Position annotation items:

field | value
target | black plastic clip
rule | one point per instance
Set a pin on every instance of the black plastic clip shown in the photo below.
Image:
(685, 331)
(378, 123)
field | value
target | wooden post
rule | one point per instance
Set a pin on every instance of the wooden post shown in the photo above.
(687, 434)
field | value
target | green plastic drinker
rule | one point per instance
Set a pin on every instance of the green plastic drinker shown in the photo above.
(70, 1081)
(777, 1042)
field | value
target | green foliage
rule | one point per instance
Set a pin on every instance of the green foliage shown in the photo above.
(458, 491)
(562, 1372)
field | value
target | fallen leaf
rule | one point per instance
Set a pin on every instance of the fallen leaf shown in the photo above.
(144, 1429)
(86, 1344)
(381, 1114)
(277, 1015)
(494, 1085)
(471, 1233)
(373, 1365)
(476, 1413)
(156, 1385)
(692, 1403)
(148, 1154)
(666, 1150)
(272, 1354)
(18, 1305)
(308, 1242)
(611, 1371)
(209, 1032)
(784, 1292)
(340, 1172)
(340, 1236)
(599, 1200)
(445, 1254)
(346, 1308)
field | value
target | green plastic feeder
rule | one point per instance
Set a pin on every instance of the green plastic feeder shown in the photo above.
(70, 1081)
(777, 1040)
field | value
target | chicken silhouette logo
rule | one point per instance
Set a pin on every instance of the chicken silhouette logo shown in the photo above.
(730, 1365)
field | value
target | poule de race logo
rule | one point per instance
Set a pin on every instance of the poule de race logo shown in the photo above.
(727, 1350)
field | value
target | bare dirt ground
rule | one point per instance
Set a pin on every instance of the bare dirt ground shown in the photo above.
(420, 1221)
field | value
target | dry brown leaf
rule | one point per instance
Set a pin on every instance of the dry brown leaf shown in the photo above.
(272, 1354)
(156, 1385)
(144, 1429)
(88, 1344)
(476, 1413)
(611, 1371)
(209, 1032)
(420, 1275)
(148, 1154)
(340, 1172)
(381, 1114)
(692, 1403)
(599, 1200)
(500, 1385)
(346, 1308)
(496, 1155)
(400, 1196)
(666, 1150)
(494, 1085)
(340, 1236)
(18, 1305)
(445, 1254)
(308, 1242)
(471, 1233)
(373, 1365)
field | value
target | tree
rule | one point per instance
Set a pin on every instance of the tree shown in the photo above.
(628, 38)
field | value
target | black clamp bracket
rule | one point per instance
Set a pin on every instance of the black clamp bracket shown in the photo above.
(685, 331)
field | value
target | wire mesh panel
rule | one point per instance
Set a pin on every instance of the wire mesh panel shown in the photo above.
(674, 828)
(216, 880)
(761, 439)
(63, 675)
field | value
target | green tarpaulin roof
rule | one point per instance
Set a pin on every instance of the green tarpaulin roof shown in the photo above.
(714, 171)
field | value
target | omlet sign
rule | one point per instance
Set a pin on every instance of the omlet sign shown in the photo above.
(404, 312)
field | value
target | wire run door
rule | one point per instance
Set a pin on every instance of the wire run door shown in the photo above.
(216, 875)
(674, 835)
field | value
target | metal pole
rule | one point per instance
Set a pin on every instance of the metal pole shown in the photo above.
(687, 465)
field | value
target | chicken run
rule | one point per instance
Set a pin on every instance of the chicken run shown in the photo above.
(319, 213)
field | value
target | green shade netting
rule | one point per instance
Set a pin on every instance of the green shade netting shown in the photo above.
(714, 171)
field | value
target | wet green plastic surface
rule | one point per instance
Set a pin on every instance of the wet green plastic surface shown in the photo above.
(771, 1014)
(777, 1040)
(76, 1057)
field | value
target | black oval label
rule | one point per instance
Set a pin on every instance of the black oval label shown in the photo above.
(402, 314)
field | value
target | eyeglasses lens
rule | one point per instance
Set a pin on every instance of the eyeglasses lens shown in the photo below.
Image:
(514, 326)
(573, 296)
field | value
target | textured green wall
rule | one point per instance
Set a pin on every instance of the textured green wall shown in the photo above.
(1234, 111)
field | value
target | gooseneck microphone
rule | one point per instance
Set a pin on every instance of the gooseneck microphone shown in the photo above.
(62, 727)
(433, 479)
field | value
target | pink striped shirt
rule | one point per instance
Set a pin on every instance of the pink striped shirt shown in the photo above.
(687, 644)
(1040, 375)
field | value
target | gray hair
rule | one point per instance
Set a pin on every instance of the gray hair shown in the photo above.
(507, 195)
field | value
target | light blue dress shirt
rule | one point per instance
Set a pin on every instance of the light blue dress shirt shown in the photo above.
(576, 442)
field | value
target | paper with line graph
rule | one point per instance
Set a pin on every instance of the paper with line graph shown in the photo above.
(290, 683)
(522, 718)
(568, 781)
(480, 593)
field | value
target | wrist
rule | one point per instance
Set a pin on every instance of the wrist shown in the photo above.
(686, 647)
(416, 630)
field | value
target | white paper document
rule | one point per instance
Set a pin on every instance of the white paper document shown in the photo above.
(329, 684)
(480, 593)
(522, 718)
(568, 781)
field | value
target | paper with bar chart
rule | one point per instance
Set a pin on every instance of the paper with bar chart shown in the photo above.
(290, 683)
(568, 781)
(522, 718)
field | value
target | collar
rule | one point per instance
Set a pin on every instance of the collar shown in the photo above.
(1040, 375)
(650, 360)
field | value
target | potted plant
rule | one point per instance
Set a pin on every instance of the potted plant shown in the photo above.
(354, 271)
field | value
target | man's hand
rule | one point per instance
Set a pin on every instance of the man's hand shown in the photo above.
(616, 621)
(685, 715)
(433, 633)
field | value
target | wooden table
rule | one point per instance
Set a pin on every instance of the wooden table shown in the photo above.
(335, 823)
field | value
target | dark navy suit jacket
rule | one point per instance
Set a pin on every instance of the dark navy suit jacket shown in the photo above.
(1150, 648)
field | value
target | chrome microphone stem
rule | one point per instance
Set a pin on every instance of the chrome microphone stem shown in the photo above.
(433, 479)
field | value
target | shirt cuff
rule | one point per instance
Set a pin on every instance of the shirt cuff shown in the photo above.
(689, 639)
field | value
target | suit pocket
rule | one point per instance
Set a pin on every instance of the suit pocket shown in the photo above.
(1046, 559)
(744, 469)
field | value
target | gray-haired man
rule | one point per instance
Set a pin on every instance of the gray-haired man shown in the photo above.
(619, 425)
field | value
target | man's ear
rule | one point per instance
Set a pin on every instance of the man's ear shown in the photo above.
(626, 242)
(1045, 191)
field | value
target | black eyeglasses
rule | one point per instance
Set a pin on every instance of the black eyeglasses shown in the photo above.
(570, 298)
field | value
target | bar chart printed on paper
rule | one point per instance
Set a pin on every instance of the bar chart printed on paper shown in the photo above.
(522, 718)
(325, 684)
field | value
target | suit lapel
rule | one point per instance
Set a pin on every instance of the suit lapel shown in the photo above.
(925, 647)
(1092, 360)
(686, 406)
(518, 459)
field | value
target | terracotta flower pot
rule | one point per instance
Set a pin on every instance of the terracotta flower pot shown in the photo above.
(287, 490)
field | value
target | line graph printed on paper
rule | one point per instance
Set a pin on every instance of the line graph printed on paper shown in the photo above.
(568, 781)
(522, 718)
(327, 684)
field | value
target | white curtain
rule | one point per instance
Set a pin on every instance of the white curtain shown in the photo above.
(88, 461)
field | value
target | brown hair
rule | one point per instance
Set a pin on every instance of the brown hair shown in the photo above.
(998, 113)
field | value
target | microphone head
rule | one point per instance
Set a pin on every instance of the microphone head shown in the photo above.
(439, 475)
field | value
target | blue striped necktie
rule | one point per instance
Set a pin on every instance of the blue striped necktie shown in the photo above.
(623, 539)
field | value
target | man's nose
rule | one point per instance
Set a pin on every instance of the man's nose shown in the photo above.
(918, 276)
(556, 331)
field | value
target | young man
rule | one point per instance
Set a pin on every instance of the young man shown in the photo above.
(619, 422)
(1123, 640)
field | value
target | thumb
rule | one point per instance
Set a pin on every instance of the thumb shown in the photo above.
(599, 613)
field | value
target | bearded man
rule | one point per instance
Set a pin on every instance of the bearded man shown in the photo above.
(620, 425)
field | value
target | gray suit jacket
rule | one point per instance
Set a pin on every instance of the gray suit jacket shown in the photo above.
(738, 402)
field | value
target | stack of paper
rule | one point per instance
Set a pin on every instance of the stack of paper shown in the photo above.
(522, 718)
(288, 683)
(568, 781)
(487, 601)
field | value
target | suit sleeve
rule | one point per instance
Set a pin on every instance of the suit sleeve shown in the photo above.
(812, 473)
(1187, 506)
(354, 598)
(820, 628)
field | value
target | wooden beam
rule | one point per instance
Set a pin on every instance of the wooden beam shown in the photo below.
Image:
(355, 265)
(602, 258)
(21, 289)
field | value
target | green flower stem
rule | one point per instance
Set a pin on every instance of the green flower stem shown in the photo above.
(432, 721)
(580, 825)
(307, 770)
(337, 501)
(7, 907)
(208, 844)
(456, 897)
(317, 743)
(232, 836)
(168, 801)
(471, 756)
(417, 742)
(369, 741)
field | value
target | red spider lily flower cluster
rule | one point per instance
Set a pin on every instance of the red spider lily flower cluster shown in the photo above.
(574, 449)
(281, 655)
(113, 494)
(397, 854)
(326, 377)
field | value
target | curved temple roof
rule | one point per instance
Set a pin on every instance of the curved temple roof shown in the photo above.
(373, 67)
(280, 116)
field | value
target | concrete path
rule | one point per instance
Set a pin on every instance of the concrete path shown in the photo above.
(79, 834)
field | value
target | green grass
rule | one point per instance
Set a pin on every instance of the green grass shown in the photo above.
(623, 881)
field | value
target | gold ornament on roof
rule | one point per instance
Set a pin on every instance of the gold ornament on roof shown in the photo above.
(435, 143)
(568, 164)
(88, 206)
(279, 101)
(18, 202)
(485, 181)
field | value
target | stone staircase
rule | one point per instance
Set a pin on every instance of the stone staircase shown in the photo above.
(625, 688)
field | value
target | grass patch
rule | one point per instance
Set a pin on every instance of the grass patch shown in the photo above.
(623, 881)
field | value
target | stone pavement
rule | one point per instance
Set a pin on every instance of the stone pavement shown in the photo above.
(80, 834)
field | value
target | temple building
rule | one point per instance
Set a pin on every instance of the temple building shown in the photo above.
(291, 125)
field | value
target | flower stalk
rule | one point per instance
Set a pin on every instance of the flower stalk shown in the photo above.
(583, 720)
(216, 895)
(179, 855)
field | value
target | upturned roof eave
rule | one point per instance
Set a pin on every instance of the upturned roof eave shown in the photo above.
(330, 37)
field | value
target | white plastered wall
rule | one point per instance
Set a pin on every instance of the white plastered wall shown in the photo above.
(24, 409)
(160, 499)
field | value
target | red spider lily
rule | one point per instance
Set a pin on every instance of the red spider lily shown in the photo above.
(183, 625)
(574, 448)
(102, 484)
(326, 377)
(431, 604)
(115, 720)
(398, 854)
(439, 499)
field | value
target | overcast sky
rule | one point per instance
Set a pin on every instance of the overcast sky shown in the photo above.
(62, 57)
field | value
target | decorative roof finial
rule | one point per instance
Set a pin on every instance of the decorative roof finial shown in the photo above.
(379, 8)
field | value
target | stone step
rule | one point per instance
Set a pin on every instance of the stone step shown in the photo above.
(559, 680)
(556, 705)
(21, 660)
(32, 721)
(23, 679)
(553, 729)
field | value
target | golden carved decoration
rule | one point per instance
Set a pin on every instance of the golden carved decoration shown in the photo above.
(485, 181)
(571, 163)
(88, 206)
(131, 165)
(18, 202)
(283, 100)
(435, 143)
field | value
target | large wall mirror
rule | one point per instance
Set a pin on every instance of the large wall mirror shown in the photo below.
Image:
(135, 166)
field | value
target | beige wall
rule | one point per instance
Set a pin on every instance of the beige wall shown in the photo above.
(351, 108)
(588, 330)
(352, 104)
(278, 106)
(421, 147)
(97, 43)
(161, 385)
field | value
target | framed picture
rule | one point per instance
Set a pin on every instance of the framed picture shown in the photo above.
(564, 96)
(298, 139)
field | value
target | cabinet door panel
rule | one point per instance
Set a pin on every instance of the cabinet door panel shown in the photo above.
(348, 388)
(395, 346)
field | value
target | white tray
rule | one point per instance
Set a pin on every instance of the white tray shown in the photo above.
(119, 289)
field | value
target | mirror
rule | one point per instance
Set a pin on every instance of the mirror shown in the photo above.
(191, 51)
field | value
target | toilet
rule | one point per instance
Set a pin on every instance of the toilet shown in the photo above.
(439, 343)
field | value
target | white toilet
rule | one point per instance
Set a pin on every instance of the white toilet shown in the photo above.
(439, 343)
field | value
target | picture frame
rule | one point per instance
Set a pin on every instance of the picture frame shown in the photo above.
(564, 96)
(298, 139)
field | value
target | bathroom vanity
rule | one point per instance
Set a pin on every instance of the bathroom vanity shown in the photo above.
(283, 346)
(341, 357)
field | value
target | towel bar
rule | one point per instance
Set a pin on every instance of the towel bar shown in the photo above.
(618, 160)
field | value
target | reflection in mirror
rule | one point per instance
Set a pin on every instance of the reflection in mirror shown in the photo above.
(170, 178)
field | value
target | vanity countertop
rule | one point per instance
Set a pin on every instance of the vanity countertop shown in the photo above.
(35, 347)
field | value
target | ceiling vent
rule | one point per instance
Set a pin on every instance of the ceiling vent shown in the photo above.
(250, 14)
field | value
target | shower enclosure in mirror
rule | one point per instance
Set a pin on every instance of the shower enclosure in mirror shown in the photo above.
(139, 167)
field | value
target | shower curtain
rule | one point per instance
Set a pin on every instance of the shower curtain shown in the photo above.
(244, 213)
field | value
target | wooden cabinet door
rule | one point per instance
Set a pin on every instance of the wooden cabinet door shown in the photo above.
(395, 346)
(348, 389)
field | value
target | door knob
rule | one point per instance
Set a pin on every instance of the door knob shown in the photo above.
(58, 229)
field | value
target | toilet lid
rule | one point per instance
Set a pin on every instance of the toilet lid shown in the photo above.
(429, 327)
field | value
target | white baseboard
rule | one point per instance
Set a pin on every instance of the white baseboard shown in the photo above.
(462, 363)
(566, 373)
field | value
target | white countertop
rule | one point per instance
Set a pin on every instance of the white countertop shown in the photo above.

# Challenge
Rewrite the lines from the start of the items through the line containing "(777, 1042)", both included, changing "wooden post" to "fence post" and leaving everything else the same.

# Task result
field | value
target | black plastic clip
rule | one point per instance
Set a pin on every instance of the black plastic clip shown in the photo below.
Image:
(685, 331)
(378, 123)
field | value
target | fence post
rule | one point per instance
Set a pin on every instance of the fence post shown in the photo above.
(687, 434)
field | value
target | green plastic drinker
rule | one point per instance
Set a pin on every instance of the green plastic drinker shown in the photo above.
(70, 1081)
(777, 1042)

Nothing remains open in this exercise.